◆ **Information given**
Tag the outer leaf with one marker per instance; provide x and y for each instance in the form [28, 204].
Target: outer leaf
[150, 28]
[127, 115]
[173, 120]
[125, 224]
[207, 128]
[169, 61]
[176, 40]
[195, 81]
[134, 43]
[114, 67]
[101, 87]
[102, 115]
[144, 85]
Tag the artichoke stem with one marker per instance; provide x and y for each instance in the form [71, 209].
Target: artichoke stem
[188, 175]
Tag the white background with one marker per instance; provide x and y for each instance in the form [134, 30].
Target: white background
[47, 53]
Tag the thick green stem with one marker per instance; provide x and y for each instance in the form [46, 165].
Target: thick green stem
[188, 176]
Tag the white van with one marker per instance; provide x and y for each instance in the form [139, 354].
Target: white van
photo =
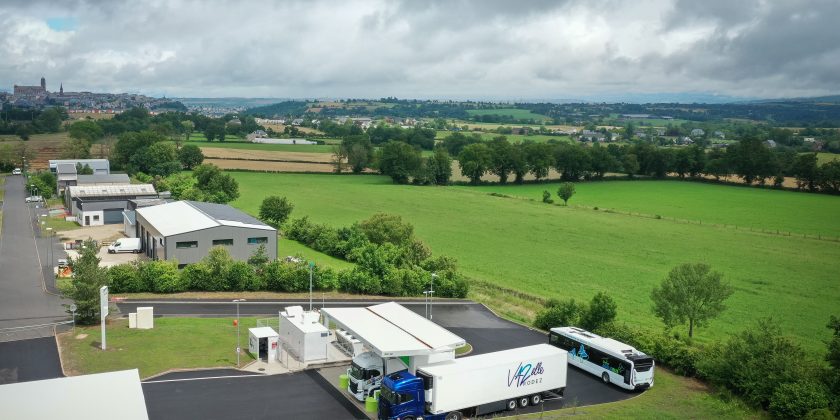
[125, 245]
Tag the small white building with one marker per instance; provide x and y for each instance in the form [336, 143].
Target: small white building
[303, 335]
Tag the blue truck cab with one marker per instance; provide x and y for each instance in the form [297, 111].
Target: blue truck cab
[402, 397]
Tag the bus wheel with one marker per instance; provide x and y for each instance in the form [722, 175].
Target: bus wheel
[455, 415]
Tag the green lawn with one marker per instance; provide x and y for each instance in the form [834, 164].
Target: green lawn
[746, 207]
[287, 247]
[211, 342]
[519, 114]
[552, 251]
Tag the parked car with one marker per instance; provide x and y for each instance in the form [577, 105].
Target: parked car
[125, 245]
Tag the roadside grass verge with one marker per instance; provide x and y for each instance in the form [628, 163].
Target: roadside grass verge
[174, 343]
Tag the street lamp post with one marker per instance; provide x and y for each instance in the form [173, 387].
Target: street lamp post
[431, 293]
[238, 350]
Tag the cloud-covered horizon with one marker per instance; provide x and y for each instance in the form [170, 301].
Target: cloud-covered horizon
[425, 49]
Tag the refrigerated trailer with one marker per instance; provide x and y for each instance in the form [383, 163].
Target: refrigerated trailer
[475, 385]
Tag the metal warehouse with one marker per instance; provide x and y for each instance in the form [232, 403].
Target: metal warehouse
[94, 205]
[186, 230]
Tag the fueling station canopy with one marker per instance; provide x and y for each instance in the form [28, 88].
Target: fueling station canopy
[391, 330]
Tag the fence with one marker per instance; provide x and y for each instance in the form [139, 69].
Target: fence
[27, 332]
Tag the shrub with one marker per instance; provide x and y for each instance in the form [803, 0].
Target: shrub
[795, 400]
[358, 281]
[240, 276]
[125, 278]
[754, 362]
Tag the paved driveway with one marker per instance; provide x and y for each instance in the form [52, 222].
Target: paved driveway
[23, 300]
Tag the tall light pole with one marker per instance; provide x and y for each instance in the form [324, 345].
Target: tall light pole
[431, 294]
[238, 350]
[311, 266]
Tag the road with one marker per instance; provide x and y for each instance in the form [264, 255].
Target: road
[476, 324]
[23, 300]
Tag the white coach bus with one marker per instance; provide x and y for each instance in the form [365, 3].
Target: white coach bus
[613, 361]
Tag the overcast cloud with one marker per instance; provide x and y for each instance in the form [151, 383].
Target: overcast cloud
[425, 49]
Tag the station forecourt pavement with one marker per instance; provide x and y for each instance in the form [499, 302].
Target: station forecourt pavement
[313, 394]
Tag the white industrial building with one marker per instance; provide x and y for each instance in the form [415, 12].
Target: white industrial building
[303, 335]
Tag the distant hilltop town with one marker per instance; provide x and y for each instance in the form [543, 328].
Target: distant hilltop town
[38, 97]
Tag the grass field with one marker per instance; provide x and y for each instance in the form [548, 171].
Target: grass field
[552, 251]
[212, 343]
[519, 114]
[709, 203]
[513, 138]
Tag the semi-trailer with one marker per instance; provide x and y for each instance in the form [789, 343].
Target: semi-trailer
[475, 385]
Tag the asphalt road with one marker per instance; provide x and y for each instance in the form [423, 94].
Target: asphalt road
[473, 322]
[23, 300]
[304, 395]
[29, 360]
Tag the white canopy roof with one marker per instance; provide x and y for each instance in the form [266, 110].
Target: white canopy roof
[111, 395]
[391, 330]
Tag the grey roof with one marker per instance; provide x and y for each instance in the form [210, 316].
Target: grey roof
[103, 179]
[225, 212]
[131, 216]
[65, 168]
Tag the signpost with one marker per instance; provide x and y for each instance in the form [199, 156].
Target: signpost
[103, 310]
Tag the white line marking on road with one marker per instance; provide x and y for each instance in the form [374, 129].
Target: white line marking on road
[199, 379]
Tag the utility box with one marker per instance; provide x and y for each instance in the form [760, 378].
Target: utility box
[303, 334]
[145, 317]
[263, 343]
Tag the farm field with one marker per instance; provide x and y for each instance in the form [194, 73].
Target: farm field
[746, 207]
[513, 138]
[519, 114]
[552, 251]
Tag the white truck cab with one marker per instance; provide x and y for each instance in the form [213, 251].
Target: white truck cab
[366, 371]
[125, 245]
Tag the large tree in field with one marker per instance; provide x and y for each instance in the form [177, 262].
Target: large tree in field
[691, 293]
[87, 278]
[275, 210]
[474, 160]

◆ **Your assignment**
The records above are to be restated word for word, with every picture left out.

◆ **Written response**
Tag the outer leaf with one marker per instance; provide x and y for each instance in the form [28, 204].
Target: outer leaf
[150, 28]
[127, 115]
[173, 120]
[125, 224]
[207, 128]
[169, 61]
[176, 40]
[195, 81]
[134, 43]
[114, 67]
[101, 87]
[102, 115]
[144, 85]
Tag the artichoke stem with one marker per instance; provide x and y for each instance in the form [71, 209].
Target: artichoke stem
[188, 175]
Tag the white background with one marker per instance; provide x and y for each instance in the form [134, 30].
Target: white background
[47, 53]
Tag the thick green stem with one marker per instance; provide x and y for each instance in the form [46, 165].
Target: thick green stem
[188, 176]
Tag the white van with one marker per instance; provide x and y for each instance in the form [139, 354].
Target: white van
photo =
[125, 245]
Tag the small white building with one marker per instance; provide x and y for each instance in the form [336, 143].
Target: small white building
[303, 335]
Tag the blue truck cab with one marker per instance; provide x and y for each instance in the form [297, 111].
Target: blue truck cab
[402, 397]
Tag the bus wheel with one marker per instance; provide x and y for each instance in the form [722, 175].
Target: bus wheel
[455, 415]
Tag the green lawn with one marker per instance; provide x and y for each instance in the form [834, 164].
Target: green lawn
[746, 207]
[287, 247]
[211, 342]
[519, 114]
[552, 251]
Tag the parked car with one marker per instance; provide x and y for each instance in the form [577, 105].
Target: parked car
[125, 245]
Tag the roadside grass verge with one marker per instance; provide x and y for each instance in the form [628, 163].
Target: roadside grass verge
[174, 343]
Tag the street lamp post with one marker per instance; provide x and y for each instance in the form [173, 387].
Target: street lamp post
[431, 293]
[238, 350]
Tag the cloud-covered horizon with one marker per instance; provide x and y for each instance in the form [170, 301].
Target: cloud-covered horizon
[425, 49]
Tag the refrigerated trailer with one marker per instance; provide x and y for each instance in the form [383, 163].
Target: refrigerated trailer
[475, 385]
Tag the metal warehouse with one marker per instance; provide x and y for each instance in the form [232, 403].
Target: metal warehouse
[94, 205]
[186, 230]
Tag the fueling station canopy with one marker per instance; provide x and y for each instance in the form [28, 88].
Target: fueling station canopy
[391, 330]
Tag the fence with one marker per instance; provide x and y for each instance in the form [139, 69].
Target: fence
[27, 332]
Tag the shrub with one marker per instance; provide x and y for each instance in the form [803, 0].
Target: shrub
[795, 400]
[358, 281]
[240, 276]
[125, 278]
[754, 362]
Tag the paved driveway with one marker per instance; provide x and y for each instance in the form [52, 222].
Target: paved driveway
[23, 300]
Tag the tall light pole with one marker per instance; provide x and y for each instance in the form [324, 345].
Target: tall light pole
[431, 294]
[238, 350]
[311, 266]
Tag the road with one marker per instance; provide x and y for each instance in the form [264, 255].
Target: road
[476, 324]
[23, 300]
Tag the white coach bus with one marker per instance; provide x and y for each instance in the form [365, 3].
Target: white coach bus
[613, 361]
Tag the overcast cloud with one marker per instance; provide x and y for each instance in the form [151, 383].
Target: overcast cloud
[425, 49]
Tag the station forecourt pavement with one marker per instance; provide x and y for each instance in the form [499, 302].
Target: station forecourt pavement
[313, 394]
Tag the white industrial building with one marker per instance; provide x and y for each instance in the form [415, 12].
Target: white industrial building
[303, 335]
Tag the distant hilltop town with one marker per instance; provide x and y for each instance in the form [543, 328].
Target: distant hilltop town
[38, 97]
Tag the grass field with one marker per instance; provide x and y for each instance in the form [548, 171].
Target: grass field
[552, 251]
[212, 343]
[519, 114]
[709, 203]
[513, 138]
Tag the semi-trailer with one marker per instance; provide x and y for each instance in the form [789, 343].
Target: semi-trailer
[475, 385]
Tag the asphalt road with one marker per instance; provide x and y for each instance in the form [423, 94].
Target: asphalt road
[473, 322]
[23, 300]
[304, 395]
[29, 360]
Tag the white canopy roof with one marker per instance; provide x and y for each instance in the form [266, 110].
Target: white canopy roof
[111, 395]
[391, 330]
Tag the grey roof with one marker per instance; provide x and y for each instance in the form [210, 316].
Target: grey roof
[103, 179]
[225, 212]
[131, 216]
[65, 168]
Tag the signpost with one marker per instance; provide x and y for each instance in the form [199, 156].
Target: signpost
[103, 310]
Tag the white line marking on road with one marker per instance; provide x and y for each instance in the form [374, 129].
Target: white line marking on road
[199, 379]
Tag the utility box with one marker per instance; provide x and y for each instance in the form [760, 378].
Target: utility box
[303, 334]
[145, 317]
[263, 343]
Tag the farm field with one marker per instance; provide x and y for each instance in the form [194, 73].
Target: farm field
[746, 207]
[513, 138]
[519, 114]
[552, 251]
Tag the white truck cab with one marker per instance; provide x and y for each instance in the form [213, 251].
Target: white truck cab
[366, 371]
[125, 245]
Tag the large tree in field with one marker per instance; provide x and y for each instance in the form [177, 262].
Target: large tree in field
[691, 293]
[87, 278]
[275, 210]
[474, 160]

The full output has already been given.